## [Given request]
Identify every line in the items below that contains the word "tire", and copy each one.

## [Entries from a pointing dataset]
.....
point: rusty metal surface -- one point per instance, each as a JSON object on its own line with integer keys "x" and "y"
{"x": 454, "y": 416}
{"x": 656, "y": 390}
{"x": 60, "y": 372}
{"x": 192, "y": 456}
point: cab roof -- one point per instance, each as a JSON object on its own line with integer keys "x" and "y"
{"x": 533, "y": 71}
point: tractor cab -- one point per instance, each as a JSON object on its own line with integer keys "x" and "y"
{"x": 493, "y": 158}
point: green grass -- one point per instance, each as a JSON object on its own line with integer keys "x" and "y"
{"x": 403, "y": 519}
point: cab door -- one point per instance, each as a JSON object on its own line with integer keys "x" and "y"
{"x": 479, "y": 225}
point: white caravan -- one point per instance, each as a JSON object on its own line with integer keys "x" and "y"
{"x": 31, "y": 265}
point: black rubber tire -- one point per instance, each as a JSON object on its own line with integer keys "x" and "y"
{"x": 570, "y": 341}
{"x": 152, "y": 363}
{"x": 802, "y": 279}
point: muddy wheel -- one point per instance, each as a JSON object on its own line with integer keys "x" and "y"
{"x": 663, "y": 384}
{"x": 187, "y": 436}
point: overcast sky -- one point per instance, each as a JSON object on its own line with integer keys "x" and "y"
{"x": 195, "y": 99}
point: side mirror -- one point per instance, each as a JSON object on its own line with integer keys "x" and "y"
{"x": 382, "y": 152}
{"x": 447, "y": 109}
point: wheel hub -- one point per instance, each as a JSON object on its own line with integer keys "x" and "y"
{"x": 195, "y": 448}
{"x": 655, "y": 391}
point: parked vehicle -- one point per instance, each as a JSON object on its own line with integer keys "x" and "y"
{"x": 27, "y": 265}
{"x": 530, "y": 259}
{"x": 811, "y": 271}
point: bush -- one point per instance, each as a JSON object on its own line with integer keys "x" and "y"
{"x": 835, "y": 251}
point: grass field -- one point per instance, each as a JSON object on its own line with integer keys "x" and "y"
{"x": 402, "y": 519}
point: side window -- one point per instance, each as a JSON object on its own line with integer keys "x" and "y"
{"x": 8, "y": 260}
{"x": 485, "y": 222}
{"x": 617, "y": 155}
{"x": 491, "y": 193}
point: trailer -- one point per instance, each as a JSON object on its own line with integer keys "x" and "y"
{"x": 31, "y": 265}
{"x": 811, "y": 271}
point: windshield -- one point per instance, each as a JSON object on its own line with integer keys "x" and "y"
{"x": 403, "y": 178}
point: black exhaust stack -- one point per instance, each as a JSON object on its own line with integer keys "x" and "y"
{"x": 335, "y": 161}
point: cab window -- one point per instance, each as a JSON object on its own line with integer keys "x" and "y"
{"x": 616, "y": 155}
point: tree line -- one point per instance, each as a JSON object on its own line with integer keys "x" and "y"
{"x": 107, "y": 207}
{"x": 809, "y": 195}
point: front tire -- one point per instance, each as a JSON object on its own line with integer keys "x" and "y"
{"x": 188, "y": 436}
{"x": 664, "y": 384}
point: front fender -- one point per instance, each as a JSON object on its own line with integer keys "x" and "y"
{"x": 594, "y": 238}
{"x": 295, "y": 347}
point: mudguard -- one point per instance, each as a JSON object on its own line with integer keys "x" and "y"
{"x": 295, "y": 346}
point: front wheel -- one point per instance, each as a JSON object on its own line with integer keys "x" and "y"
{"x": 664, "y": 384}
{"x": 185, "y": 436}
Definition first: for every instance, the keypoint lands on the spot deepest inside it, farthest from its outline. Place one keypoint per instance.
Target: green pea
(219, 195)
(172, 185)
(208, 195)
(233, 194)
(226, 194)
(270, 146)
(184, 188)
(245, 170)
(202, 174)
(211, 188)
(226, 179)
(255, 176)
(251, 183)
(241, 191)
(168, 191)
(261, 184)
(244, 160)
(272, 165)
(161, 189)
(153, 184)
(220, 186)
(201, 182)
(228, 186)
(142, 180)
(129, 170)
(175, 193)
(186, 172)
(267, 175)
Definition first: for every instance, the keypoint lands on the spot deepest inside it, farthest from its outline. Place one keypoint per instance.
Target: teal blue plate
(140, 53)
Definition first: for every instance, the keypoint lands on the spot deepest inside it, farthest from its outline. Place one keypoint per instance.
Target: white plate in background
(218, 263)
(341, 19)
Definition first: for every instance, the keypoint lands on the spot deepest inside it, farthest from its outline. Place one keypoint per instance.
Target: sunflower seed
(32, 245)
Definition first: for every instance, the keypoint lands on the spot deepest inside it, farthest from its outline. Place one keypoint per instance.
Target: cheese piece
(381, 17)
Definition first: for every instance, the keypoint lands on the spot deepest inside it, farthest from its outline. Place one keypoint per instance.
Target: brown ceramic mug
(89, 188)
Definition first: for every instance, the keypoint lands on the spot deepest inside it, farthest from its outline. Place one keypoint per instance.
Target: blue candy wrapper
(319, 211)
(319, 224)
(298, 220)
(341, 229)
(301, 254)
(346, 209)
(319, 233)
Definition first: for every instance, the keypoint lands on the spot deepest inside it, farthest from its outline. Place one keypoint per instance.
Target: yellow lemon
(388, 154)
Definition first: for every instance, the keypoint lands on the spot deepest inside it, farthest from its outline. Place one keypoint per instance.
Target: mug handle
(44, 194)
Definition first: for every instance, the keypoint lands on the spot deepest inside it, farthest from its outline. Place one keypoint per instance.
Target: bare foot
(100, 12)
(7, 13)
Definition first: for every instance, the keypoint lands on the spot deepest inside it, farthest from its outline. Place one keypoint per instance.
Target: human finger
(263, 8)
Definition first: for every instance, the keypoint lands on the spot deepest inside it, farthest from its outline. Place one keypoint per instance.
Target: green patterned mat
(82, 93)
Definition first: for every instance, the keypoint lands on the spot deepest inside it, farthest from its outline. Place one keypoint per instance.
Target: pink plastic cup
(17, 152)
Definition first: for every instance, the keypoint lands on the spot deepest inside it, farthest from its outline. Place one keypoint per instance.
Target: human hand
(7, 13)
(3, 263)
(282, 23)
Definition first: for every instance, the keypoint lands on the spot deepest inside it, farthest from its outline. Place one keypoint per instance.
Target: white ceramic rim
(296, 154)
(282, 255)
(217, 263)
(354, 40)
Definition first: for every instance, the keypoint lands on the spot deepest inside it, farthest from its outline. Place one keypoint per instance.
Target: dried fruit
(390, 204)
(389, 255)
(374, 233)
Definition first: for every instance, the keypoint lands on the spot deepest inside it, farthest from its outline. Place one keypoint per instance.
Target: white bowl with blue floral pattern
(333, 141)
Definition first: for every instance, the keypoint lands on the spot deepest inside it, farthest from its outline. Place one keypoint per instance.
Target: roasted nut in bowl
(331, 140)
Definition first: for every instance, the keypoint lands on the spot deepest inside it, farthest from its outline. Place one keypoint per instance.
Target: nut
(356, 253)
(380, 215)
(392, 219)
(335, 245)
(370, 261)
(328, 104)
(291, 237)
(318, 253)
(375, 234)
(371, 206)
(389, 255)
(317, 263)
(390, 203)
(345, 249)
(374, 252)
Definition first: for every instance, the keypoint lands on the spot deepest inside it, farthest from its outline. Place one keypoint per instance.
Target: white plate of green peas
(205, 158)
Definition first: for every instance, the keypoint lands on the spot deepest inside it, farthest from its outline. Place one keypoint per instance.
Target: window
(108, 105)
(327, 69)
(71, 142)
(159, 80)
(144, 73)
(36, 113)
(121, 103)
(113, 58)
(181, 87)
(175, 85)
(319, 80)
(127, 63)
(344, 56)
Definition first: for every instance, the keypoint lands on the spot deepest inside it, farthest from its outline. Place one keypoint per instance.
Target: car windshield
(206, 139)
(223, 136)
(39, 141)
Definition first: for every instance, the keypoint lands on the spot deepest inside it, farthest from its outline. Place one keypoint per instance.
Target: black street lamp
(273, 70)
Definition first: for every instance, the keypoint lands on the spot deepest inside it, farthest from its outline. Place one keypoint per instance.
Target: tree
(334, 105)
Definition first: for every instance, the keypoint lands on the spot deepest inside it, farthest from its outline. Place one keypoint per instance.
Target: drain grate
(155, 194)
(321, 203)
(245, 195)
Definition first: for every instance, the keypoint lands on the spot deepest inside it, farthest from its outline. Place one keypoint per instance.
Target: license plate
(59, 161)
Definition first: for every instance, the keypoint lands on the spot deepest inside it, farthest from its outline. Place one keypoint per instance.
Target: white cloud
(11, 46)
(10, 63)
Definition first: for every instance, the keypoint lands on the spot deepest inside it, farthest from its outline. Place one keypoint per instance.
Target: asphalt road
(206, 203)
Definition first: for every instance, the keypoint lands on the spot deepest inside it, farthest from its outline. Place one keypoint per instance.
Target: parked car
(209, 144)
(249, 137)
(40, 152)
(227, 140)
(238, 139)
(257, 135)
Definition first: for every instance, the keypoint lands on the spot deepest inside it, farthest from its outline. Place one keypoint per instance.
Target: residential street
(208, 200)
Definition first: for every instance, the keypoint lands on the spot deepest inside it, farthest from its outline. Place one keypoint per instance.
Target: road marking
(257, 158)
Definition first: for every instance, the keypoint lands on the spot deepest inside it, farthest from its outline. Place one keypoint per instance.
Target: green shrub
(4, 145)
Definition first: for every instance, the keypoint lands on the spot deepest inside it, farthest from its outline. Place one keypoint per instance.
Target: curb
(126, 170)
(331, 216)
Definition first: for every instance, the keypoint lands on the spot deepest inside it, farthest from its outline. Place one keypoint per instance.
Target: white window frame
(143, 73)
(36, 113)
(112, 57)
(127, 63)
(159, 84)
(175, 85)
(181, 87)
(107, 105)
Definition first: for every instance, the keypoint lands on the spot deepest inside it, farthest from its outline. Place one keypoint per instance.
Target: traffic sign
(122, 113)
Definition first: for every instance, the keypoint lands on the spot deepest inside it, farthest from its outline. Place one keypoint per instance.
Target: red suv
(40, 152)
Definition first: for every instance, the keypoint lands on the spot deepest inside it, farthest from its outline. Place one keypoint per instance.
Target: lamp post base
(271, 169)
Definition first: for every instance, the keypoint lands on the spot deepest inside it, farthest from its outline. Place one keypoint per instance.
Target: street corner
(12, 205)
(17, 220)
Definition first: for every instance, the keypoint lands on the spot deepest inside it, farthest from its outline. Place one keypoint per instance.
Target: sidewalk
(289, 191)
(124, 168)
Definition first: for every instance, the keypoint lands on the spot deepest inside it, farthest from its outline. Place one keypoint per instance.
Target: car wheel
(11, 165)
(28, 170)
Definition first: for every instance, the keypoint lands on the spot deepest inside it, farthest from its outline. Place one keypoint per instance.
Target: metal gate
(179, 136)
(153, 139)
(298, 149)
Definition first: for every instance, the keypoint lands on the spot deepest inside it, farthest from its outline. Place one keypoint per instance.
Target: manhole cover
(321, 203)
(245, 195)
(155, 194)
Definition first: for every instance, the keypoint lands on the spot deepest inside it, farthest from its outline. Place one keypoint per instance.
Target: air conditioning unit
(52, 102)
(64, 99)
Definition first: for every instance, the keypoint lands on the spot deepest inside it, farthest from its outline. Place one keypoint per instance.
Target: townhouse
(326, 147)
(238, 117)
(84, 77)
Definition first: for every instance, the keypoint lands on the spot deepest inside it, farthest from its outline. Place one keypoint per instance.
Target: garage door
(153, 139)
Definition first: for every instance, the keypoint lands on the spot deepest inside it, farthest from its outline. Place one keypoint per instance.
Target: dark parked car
.....
## [Answer below]
point: black rubber tire -- one point per instance, each as a JSON object on its own line with integer keys "x" and "y"
point: front tire -- one point per instance, each as a JSON object on its own line with integer keys "x" and "y"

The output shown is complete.